QUELLENAUSZUG -

# 144Hz DP auf Mini DP möglich?



## Firehunter_93 (20. Januar 2017)

*144Hz DP auf Mini DP möglich?*

Hallo Leute, ich habe eine Frage, unzwar besitze ich ein GT 72, welches meines Wissens nach Mini-DP 1.2 unterstützt und ein Asus VG 248 QE, der nen alten DP Anschluss hat. Ich frage mich jetzt ob ich die beiden Anschlüsse miteinander verbinden mit nem speziellen Kabel (gibst sowas bei Saturn), sodass ich auch 144Hz nutzen kann? Da mit großer Wahrscheinlichkeit meine graka seit gestern defekt ist und ich eig noch bis Volta warten wollte, wollte ich mein Notebook solange als Ersatz verwenden.


----------



## HisN (20. Januar 2017)

*AW: 144Hz DP auf Mini DP möglich?*

Wo DP 1.2 drauf steht, ist auch D.P 1.2 drinne. Ob nun Mini-DP oder Maxi-DP ist dabei völlig Latte. Aber im Notebook ist nicht (immer) alles DP1.2 was wie DP1.2 aussieht ...

Ich würde allerdings kein billig-Kabel (Qualitätssicht) für viel Geld bei Saturn kaufen, sondern mir schnell ein Lindy Chromo bei Amazon bestellen.


----------



## Firehunter_93 (20. Januar 2017)

*AW: 144Hz DP auf Mini DP möglich?*

ja die Sache ist halt die, ich weiß nicht genau, ob der DP Anschluss von meinem Monitor 144Hz unterstützt, da ich sonst immer Dual Link DVI verwendet habe. Dass Mini DP 1.2 144 unterstützt, hatte ich schon vermutet. Aber du meinst, dass das geht? Ich geh sonst tdem nachher mal nach Saturn (habe noch ein Gutschein ) und schau mal, ob die so ein Kabel da haben.


----------



## DKK007 (20. Januar 2017)

*AW: 144Hz DP auf Mini DP möglich?*

Würde schon denken, dass das vom Monitor unterstützt wird. Würde da eher Probleme beim Notebook sehen. Meistens können nur 60 Hz ausgegeben werden, da die Ausgabe über die iGPU durchgeschleift wird.


----------



## HisN (20. Januar 2017)

*AW: 144Hz DP auf Mini DP möglich?*

Wenn Du ein vernünftiges Kabel bekommst, und das Notebook in seiner Grafik nicht irgendwie beschnitten ist, dann ist es kein Problem.


----------



## Firehunter_93 (20. Januar 2017)

*AW: 144Hz DP auf Mini DP möglich?*

Okay, alles klar, ob es beschnitten ist, weiß ich nicht, ich hoffe es mal nicht.

BEREITGESTELLTES MATERIAL -
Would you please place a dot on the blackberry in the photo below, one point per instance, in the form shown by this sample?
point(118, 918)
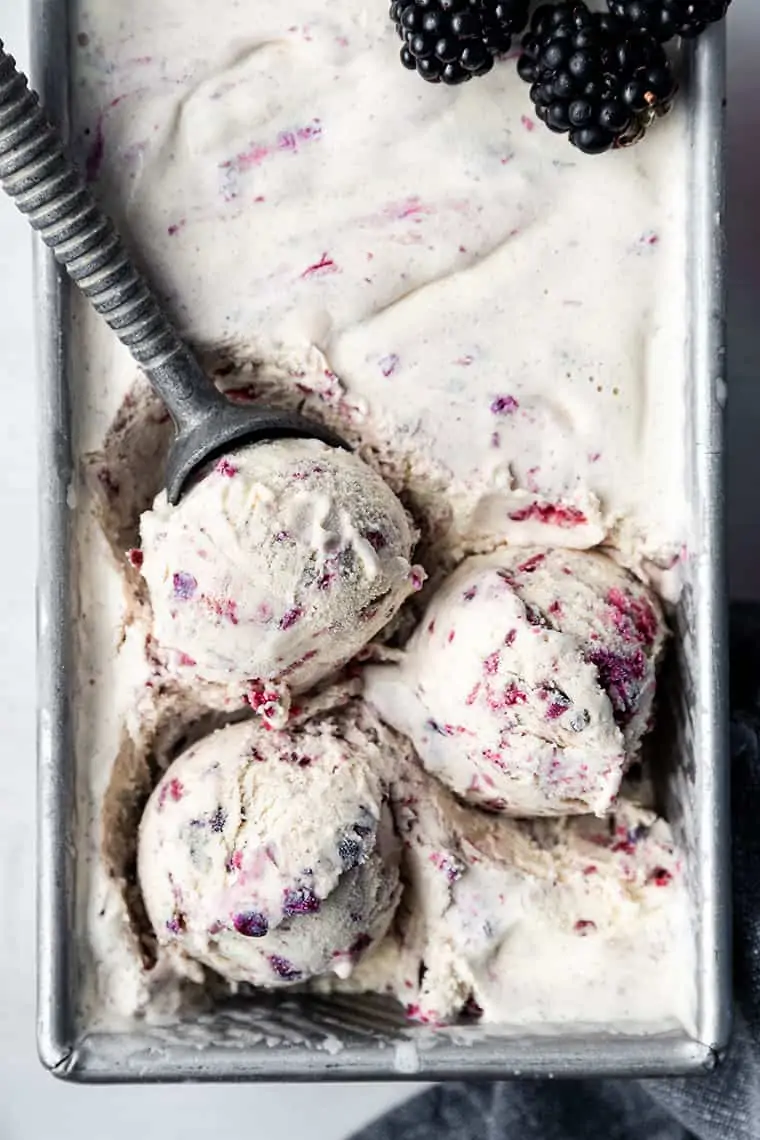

AUFGABE - Schreibe den Forenthread über 144 Hz per Mini-DP nach dem letzten Beitrag weiter.

LÖSUNG -
Aber ich vermute mal, dass das eig gehen müsste, weil das GT 72 ja auch kein Nvidia Optimus (wegen G-Sync) unterstützt, so dass ja eig immer die dGPU das Signal ausgeben müsste oder ist das nen Irrtum? Wie kann man das am besten herausfinden. Fakt ist, dass ich zwischen der dGPU/iGPU über nen Knopf wechseln kann.


----------



## Firehunter_93 (21. Januar 2017)

*AW: 144Hz DP auf Mini DP möglich?*

So ich hab mir jetzt mal so ein Kabel von Lindy Chromo bei Amazon bestellt, wünscht mir Glück, dass das klappt  Weil dann würde ich mein Notebook vorerst weiterhin als Desktop Ersatz verwenden. Falls es nicht gehen sollte, werde ich es wahrscheinlich zurückschicken und mir eventuell nen normales HDMI Kabel kaufen. So ein Adapter Mini DP auf Dual Link DVI kostet ja auch mal eben ein halbes Vermögen, ziemlicher Wucherpreis in meinen Augen, von daher bin ich froh, dass mein Monitor nen DP Anschluss, hatte ich erst gar nicht mehr aufn Schirm


----------



## Firehunter_93 (29. Januar 2017)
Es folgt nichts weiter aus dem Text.